EXTRAIT CHOISI:
====================

Définancer en coupant les budgets des services de police aurait nécessairement pour conséquence une baisse des services rendus à la population avec une hausse du temps de réponse aux appels urgents, une présence moins grande dans nos communautés, moins d’enquêtes et moins d’études sur les phénomènes criminels. Le mouvement de définancement indique que les sommes coupées aideront à réduire la pauvreté et devrait ainsi réduire la criminalité. Cela reste à être prouvé puisque les études criminologiques ne montrent pas qu’injecter de l’argent dans les services sociaux fera baisser le crime. On pourrait donner 100 millions de dollars de plus pour du logement social, pour des services de santé mentale, mais il restera toujours un grand nombre d’hommes et des femmes qui conduisent leur véhicule en état d’ébriété, qui fraudent, consomment des drogues dures, volent, violent et tuent.

On cite souvent l’exemple de la ville de Camden, au New Jersey, qui a connu une baisse de sa criminalité lorsque le service de police a été coupé de moitié par manque de ressources fiscales. Or, Camden est un très mauvais exemple, puisque c’est presque une zone de guerre. Avec une population de 77 000 personnes (Brossard a une population de 87 000 et Drummondville de 75 000 personnes), Camden a eu 67 homicides en 2012 et 25 l’an dernier. Brossard et Drummondville sont plus proches du 0 homicide par an. Il n’existe à ce jour aucun exemple de définancement de la police qui soit concluant. Mais il existe de nombreux exemples où une neutralisation de la police est liée à une explosion de la criminalité, soit lors de catastrophes naturelles, d’émeutes ou de conflits armés.

L’histoire de l’humanité montre que c’est l’appesantissement de l’État et l’instauration d’un système de justice qui ont permis de faire reculer la violence dans les sociétés. Il existe encore aujourd’hui des pays et endroits où la police n’est pas présente ou trop corrompue pour agir, et ces endroits montrent des taux de violence extrêmement élevés (El Salvador, Haïti, Mali, etc…). Sans police, c’est le chaos. Thomas Hobbes disait que dans l’état de nature l’homme vivait une vie « solitary, poor, nasty, brutish and short ».

====================

EXERCICES À FAIRE:
(A) D'après le texte sur le définancement de la police, combien d'homicides la ville de Camden a-t-elle connus en 2012 ?
(B) Dites si chacune de ces affirmations est conforme au texte sur le définancement de la police, en répondant par oui ou non et en citant les mots du texte qui permettent de trancher : (i) Camden compte environ 77 000 habitants. (ii) Les études criminologiques montrent que mettre plus d'argent dans les services sociaux fait baisser le crime. (iii) Brossard a moins d'habitants que Drummondville.
(C) Prolongez le texte sur le définancement de la police à partir de sa dernière phrase.
Ce matériel n'a aucun lien avec le texte sur le définancement de la police.

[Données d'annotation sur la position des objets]
====================

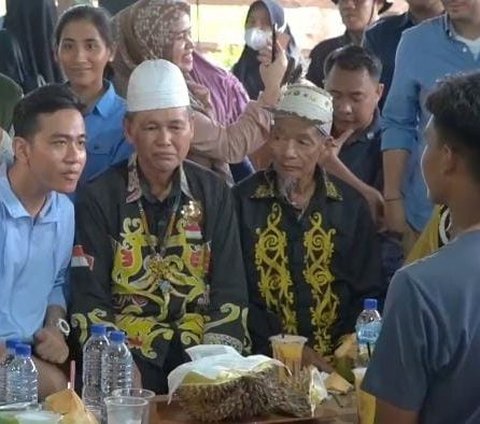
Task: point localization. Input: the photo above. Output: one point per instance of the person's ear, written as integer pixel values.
(379, 90)
(449, 159)
(113, 51)
(21, 149)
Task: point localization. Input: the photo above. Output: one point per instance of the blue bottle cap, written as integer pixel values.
(23, 350)
(98, 330)
(370, 304)
(117, 336)
(10, 344)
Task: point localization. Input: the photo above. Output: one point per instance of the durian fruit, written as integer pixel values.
(301, 395)
(71, 406)
(295, 399)
(336, 383)
(240, 397)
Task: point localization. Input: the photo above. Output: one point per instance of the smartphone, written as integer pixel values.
(274, 42)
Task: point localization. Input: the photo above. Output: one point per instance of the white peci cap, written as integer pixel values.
(156, 84)
(308, 102)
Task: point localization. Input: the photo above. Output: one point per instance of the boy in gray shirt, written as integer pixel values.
(426, 365)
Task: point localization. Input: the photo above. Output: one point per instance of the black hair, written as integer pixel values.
(98, 17)
(44, 100)
(354, 58)
(455, 106)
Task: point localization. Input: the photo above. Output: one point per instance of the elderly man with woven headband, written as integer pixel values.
(158, 252)
(308, 242)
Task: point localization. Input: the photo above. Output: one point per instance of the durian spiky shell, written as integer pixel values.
(251, 395)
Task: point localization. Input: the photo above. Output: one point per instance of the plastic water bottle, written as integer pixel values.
(368, 327)
(22, 377)
(117, 364)
(10, 347)
(92, 368)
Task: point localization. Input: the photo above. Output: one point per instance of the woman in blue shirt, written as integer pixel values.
(85, 48)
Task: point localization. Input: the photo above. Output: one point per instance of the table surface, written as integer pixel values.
(330, 413)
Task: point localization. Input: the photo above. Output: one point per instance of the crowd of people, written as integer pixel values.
(147, 189)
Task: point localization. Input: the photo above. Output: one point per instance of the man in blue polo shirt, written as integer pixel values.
(445, 45)
(37, 226)
(383, 37)
(425, 365)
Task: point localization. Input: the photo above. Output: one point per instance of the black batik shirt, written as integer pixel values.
(198, 292)
(307, 274)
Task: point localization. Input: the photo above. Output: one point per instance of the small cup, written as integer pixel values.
(365, 402)
(148, 395)
(38, 417)
(288, 348)
(125, 409)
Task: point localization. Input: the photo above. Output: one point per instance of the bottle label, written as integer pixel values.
(368, 333)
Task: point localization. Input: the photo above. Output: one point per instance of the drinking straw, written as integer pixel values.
(71, 383)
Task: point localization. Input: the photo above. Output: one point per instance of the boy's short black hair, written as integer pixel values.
(455, 106)
(354, 58)
(47, 99)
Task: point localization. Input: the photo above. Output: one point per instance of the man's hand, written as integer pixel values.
(272, 73)
(310, 357)
(50, 345)
(395, 220)
(332, 148)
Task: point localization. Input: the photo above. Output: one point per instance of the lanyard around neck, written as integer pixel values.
(150, 239)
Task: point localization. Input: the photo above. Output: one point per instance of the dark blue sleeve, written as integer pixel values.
(402, 363)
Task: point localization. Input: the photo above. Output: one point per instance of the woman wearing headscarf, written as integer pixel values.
(229, 100)
(32, 24)
(160, 29)
(264, 18)
(10, 94)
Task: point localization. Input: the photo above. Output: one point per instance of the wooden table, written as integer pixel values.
(330, 413)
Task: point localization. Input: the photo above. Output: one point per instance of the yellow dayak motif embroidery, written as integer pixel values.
(276, 285)
(272, 264)
(142, 333)
(319, 249)
(162, 286)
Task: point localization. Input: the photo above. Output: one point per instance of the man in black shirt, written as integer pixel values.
(158, 252)
(352, 78)
(308, 243)
(356, 15)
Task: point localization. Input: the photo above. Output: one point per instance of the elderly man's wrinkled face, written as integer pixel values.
(181, 50)
(161, 137)
(296, 146)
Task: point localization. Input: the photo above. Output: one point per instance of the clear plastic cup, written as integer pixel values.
(125, 409)
(148, 395)
(288, 349)
(365, 401)
(38, 417)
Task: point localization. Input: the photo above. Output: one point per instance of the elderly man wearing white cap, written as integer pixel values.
(309, 245)
(158, 252)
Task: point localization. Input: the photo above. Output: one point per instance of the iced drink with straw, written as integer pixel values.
(288, 349)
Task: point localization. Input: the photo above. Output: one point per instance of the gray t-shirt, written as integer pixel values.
(427, 358)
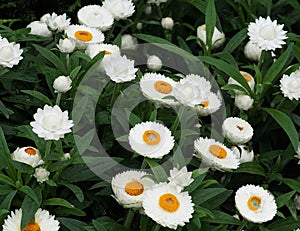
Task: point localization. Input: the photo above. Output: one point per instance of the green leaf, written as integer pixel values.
(286, 123)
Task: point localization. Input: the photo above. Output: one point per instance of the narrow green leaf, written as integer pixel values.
(286, 123)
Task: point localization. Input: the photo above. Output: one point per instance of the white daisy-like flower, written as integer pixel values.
(237, 130)
(210, 104)
(215, 154)
(267, 34)
(84, 35)
(151, 139)
(218, 37)
(43, 222)
(255, 203)
(243, 153)
(39, 28)
(120, 68)
(168, 207)
(51, 123)
(120, 9)
(129, 188)
(180, 177)
(289, 86)
(157, 86)
(10, 53)
(28, 155)
(95, 16)
(58, 22)
(41, 174)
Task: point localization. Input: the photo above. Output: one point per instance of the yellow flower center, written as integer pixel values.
(151, 137)
(163, 87)
(134, 188)
(30, 151)
(169, 202)
(254, 203)
(32, 227)
(217, 151)
(83, 35)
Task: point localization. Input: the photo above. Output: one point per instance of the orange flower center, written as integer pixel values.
(217, 151)
(30, 151)
(134, 188)
(169, 202)
(163, 87)
(254, 203)
(83, 35)
(151, 137)
(32, 227)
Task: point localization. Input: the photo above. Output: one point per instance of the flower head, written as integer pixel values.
(267, 34)
(151, 139)
(168, 207)
(43, 221)
(51, 123)
(255, 203)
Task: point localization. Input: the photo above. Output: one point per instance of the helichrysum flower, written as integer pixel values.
(168, 207)
(267, 34)
(120, 68)
(51, 123)
(255, 203)
(215, 154)
(129, 188)
(41, 174)
(120, 9)
(289, 85)
(10, 53)
(151, 139)
(43, 222)
(62, 84)
(156, 87)
(237, 130)
(218, 37)
(28, 155)
(95, 16)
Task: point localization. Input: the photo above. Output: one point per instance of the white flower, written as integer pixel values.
(120, 68)
(120, 9)
(28, 155)
(218, 37)
(10, 53)
(43, 221)
(154, 63)
(51, 123)
(215, 154)
(157, 86)
(130, 187)
(237, 130)
(84, 35)
(180, 177)
(249, 79)
(168, 207)
(62, 84)
(243, 102)
(95, 16)
(66, 45)
(255, 203)
(58, 22)
(128, 42)
(289, 86)
(252, 51)
(266, 33)
(167, 23)
(39, 28)
(41, 174)
(151, 139)
(243, 153)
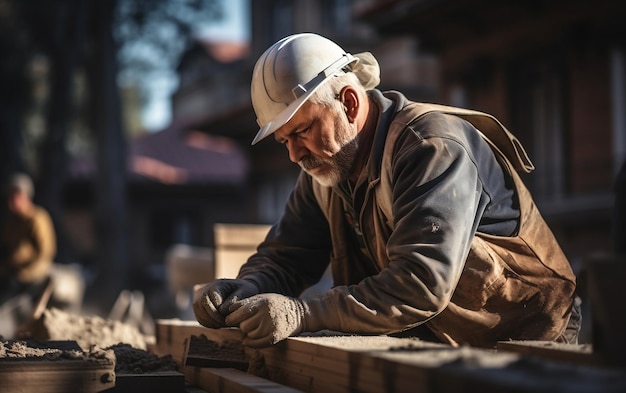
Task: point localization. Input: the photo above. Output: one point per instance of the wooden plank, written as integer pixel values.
(171, 336)
(345, 363)
(226, 380)
(234, 244)
(153, 382)
(574, 353)
(56, 376)
(202, 352)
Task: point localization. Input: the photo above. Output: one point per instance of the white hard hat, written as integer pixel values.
(288, 73)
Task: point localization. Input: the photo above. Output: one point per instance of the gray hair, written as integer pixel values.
(21, 182)
(326, 94)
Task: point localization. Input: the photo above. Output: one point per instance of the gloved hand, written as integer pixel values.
(267, 318)
(211, 301)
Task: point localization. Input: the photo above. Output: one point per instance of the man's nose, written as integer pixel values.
(297, 151)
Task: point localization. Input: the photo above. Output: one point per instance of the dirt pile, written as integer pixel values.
(87, 331)
(35, 350)
(131, 360)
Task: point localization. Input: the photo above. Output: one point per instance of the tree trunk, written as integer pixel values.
(64, 54)
(110, 183)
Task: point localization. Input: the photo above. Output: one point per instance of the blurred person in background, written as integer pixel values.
(28, 242)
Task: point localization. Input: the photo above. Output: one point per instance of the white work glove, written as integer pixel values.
(267, 319)
(211, 301)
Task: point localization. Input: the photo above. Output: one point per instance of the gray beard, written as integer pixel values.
(340, 164)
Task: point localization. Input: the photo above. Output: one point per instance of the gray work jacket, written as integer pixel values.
(419, 217)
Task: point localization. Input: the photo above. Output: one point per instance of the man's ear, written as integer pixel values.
(350, 101)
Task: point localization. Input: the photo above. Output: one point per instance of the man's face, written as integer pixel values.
(18, 202)
(322, 141)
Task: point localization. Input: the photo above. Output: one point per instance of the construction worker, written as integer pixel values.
(418, 208)
(28, 242)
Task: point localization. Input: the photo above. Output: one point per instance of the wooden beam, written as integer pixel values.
(58, 376)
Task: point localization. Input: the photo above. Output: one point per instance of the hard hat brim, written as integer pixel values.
(290, 110)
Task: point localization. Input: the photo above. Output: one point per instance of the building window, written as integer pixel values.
(537, 96)
(281, 24)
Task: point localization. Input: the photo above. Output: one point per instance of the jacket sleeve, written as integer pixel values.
(437, 202)
(297, 249)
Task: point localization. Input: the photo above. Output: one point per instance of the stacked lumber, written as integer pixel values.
(348, 363)
(380, 363)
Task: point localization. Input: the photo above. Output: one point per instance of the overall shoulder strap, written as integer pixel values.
(501, 140)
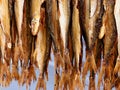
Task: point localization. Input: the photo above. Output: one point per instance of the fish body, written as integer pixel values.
(19, 5)
(91, 32)
(35, 14)
(117, 17)
(109, 42)
(64, 19)
(76, 33)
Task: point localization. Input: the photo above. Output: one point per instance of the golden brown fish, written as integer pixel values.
(110, 42)
(5, 43)
(35, 13)
(117, 18)
(93, 22)
(76, 41)
(40, 50)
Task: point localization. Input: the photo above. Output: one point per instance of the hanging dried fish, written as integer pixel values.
(117, 17)
(40, 50)
(27, 67)
(110, 41)
(92, 32)
(19, 5)
(35, 12)
(76, 41)
(64, 21)
(5, 43)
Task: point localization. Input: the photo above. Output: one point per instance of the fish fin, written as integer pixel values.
(117, 66)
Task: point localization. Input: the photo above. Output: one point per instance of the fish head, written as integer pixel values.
(34, 26)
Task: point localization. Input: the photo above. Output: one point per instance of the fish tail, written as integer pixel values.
(22, 79)
(57, 79)
(107, 84)
(31, 75)
(7, 79)
(91, 83)
(90, 63)
(41, 83)
(77, 83)
(15, 74)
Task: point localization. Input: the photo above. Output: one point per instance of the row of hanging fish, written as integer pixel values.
(30, 30)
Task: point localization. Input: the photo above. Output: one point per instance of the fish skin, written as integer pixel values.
(35, 14)
(91, 31)
(109, 41)
(42, 51)
(64, 19)
(117, 18)
(76, 33)
(18, 7)
(5, 43)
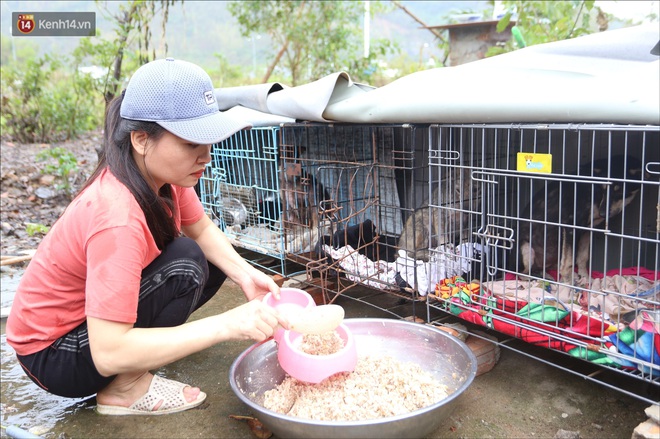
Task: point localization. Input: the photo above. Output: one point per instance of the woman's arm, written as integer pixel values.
(120, 348)
(220, 252)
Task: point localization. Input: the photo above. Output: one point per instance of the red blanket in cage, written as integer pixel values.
(550, 324)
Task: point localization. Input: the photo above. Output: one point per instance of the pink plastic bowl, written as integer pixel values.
(316, 368)
(291, 300)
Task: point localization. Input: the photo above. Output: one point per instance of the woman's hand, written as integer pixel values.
(255, 320)
(256, 284)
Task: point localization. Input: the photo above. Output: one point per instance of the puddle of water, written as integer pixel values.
(26, 405)
(23, 403)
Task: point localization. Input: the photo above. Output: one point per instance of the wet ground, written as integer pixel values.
(520, 397)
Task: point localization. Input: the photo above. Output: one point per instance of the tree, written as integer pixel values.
(133, 20)
(546, 21)
(312, 38)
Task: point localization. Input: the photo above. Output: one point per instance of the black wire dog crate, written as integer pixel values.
(564, 238)
(347, 191)
(240, 191)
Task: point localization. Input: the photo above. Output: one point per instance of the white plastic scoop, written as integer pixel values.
(316, 320)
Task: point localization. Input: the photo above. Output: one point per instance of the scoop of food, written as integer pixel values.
(317, 320)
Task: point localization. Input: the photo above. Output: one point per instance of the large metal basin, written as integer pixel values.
(257, 370)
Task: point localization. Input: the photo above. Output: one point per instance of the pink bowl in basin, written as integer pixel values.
(315, 368)
(292, 300)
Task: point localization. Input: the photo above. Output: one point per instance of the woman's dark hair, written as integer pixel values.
(117, 155)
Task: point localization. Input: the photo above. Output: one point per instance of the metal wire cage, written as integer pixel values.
(565, 238)
(240, 191)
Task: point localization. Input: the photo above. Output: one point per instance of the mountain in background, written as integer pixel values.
(199, 30)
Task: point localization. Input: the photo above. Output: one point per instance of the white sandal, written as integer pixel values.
(161, 390)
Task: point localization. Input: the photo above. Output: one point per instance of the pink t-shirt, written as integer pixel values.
(89, 264)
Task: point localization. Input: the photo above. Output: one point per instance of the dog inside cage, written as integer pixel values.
(555, 225)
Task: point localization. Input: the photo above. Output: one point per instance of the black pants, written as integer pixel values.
(175, 284)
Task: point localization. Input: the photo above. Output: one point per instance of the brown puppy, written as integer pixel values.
(456, 196)
(561, 211)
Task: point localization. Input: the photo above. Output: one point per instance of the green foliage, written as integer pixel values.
(312, 39)
(62, 164)
(542, 21)
(33, 228)
(44, 101)
(132, 21)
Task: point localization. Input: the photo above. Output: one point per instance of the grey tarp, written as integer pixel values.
(608, 77)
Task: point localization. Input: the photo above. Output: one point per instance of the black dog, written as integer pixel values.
(563, 210)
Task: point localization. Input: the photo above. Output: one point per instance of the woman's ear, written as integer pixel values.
(139, 140)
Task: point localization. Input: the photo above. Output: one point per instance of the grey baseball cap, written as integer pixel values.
(178, 96)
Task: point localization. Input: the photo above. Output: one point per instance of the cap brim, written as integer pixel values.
(212, 128)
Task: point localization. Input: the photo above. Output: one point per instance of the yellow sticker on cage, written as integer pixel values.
(532, 162)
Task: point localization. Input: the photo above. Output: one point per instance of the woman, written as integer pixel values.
(107, 295)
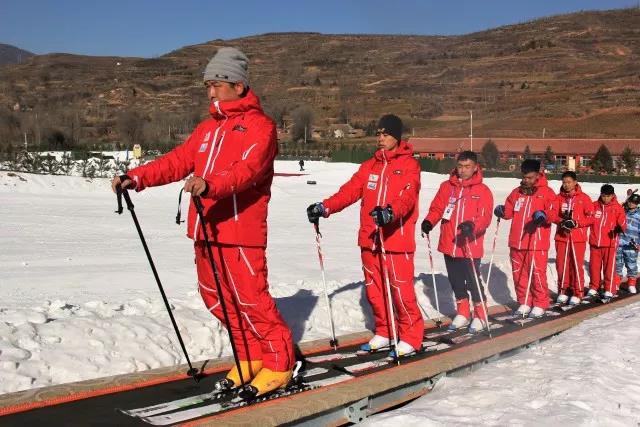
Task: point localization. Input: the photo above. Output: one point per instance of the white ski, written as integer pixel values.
(189, 414)
(195, 400)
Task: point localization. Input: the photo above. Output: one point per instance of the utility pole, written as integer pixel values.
(471, 127)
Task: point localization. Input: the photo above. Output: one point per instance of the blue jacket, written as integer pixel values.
(633, 229)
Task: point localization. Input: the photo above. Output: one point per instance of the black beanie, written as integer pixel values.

====================

RÉPONSES:
(A) 67 homicides.

(B)
(i) Oui : « Avec une population de 77 000 personnes »
(ii) Non : « les études criminologiques ne montrent pas qu’injecter de l’argent dans les services sociaux fera baisser le crime »
(iii) Non : « Brossard a une population de 87 000 et Drummondville de 75 000 personnes »

(C)
Diminuer les ressources policières amènerait une baisse des risques qu’encourent les criminels et ce seraient les secteurs défavorisés des villes qui encaisseraient le coup. Les secteurs des villes où on retrouve davantage d’immigrants récents seraient davantage impactés par une baisse de présence policière. Or, ne pas assurer à tous les Canadiens, peu importe leur origine ethnique ou leur statut social, un même niveau de protection face à la criminalité équivaudrait à supporter un système de justice raciste.

Avant de limiter la présence policière dans les quartiers défavorisés, il faudrait peut-être demander aux résidants des quartiers ce qu’ils en pensent ?

Au Canada, nous avons systématiquement sous-financé les services de police des milieux autochtones et avons mis la pédale douce sur la répression de la criminalité des membres des Premières Nations. Depuis la cause Gladue (1999), les juges doivent tenir compte des circonstances de désavantage structurel des autochtones et proposer des peines moins lourdes. Or, la faible attention policière et les décisions molles des agences judiciaires font en sorte que l’impunité règne dans certaines communautés et il en résulte des niveaux élevés de violence physique et sexuelle contre les femmes et les enfants. Cette violence entretient ces communautés dans une pauvreté permanente. Pour aider les communautés autochtones à sortir de la pauvreté, il faudrait d’abord enrayer la violence. Si nous sommes habitués de penser que la pauvreté cause la violence, il faut aussi réaliser que la violence cause la pauvreté.

Nous vivons actuellement dans une société qui n’a jamais été aussi sûre. Nos grandes villes ont vu reculer énormément la violence depuis les 40 dernières années. Les baisses s’expliquent par différents facteurs démographiques et économiques, par l’amélioration des technologies (caméras, ADN), mais aussi par une police plus efficace. On peut se promener dans nos villes, partout et à toute heure de la journée, sans trop craindre de se faire attaquer. Le niveau de sécurité exceptionnel de nos grandes villes est un atout important que nous avons dans la création de la richesse collective. La sécurité de nos villes permet d’attirer des étudiants internationaux, des migrants prêts à travailler, des touristes. Alors, on prend le risque de revenir en arrière ?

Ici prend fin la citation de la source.